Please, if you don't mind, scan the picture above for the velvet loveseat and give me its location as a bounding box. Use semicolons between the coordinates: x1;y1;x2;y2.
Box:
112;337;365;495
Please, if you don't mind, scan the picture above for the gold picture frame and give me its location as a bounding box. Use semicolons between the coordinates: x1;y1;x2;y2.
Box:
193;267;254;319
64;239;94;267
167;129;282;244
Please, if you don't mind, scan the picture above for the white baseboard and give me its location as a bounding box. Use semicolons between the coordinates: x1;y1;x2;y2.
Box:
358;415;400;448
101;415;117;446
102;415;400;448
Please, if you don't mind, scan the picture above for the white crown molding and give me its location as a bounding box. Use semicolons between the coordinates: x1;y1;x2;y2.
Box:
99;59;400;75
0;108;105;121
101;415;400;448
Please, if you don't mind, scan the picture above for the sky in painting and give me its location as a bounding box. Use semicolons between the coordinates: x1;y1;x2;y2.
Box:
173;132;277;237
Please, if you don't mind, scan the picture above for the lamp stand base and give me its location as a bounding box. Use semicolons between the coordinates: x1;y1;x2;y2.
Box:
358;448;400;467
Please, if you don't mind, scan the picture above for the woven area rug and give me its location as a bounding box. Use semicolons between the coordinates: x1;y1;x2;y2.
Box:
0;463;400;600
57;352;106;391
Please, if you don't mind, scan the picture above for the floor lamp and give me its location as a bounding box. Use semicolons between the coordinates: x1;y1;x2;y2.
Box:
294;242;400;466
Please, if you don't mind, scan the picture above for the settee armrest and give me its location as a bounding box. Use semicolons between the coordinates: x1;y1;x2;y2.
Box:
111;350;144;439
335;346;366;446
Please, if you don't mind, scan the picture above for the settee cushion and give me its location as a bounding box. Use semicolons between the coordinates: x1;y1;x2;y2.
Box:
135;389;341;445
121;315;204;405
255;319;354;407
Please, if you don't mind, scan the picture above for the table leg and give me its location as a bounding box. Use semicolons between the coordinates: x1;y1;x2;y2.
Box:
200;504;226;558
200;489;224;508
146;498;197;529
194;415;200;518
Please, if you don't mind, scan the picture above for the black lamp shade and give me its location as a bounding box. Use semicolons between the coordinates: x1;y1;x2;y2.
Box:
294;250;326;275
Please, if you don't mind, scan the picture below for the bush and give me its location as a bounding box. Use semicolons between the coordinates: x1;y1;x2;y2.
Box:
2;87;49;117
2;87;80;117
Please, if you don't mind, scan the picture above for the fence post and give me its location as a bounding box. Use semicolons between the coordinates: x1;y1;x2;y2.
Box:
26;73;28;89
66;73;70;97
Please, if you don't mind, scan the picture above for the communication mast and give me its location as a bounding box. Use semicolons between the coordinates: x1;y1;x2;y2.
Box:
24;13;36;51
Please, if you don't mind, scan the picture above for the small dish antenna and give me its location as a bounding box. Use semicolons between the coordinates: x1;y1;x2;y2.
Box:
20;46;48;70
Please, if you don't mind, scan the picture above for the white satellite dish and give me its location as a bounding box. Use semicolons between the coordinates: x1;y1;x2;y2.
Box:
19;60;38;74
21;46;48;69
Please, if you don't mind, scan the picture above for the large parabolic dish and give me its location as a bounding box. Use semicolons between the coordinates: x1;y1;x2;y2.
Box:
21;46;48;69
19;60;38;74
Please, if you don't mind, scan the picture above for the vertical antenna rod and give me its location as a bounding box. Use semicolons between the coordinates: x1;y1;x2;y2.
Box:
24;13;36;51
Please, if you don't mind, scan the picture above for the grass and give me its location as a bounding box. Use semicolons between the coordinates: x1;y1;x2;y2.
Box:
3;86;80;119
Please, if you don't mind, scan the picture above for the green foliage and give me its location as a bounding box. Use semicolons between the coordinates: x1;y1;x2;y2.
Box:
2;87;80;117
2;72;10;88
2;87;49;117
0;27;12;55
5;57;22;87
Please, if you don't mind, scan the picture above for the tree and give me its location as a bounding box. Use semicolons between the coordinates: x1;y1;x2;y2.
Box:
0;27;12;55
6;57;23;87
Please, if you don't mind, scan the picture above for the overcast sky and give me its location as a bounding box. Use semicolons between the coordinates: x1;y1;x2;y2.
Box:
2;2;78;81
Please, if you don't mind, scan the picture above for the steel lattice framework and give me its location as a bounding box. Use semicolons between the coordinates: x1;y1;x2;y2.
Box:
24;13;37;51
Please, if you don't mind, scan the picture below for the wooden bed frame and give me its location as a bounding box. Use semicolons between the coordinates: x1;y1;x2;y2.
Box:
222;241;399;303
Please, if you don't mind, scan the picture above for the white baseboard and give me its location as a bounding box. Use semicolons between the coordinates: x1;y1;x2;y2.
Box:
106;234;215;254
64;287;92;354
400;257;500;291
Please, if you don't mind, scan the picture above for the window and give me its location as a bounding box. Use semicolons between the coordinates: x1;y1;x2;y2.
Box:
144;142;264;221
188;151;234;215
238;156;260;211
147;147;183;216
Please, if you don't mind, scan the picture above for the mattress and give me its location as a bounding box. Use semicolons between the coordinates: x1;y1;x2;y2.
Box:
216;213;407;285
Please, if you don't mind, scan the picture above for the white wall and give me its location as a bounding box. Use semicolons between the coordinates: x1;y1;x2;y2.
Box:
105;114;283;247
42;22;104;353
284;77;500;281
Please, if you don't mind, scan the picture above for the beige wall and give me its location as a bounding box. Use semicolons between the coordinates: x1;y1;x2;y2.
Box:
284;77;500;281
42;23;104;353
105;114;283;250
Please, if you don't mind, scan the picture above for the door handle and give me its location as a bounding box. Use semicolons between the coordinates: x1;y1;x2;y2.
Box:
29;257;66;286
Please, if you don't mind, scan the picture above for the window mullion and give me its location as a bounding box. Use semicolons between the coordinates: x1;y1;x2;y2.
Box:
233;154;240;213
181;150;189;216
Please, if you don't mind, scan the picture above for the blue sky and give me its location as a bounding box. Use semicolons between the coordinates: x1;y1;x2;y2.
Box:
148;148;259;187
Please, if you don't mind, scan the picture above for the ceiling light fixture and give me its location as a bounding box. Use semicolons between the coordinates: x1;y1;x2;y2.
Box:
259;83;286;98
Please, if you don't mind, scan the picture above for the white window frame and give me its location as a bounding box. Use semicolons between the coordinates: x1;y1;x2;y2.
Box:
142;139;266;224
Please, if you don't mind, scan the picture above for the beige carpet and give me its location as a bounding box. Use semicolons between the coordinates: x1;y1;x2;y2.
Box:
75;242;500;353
------------------------------------------------------------
- [WRITTEN REQUEST]: Output the rows verbatim, starting at the line that contains "for the vertical" and ending at the line that contains "3;86;80;119", with both of those lines included.

- [FULL ANSWER]:
Please, if you don't mind, scan the picture above for the vertical antenna rod and give me its location as a bounding box. Use semicolons between the coordinates: x1;y1;x2;y2.
Box:
24;13;36;51
Please, if you don't mind, scan the picture above for the grass and give me its location as a bounding box. Use semicolons between the coordinates: x1;y1;x2;y2.
Box:
3;86;80;119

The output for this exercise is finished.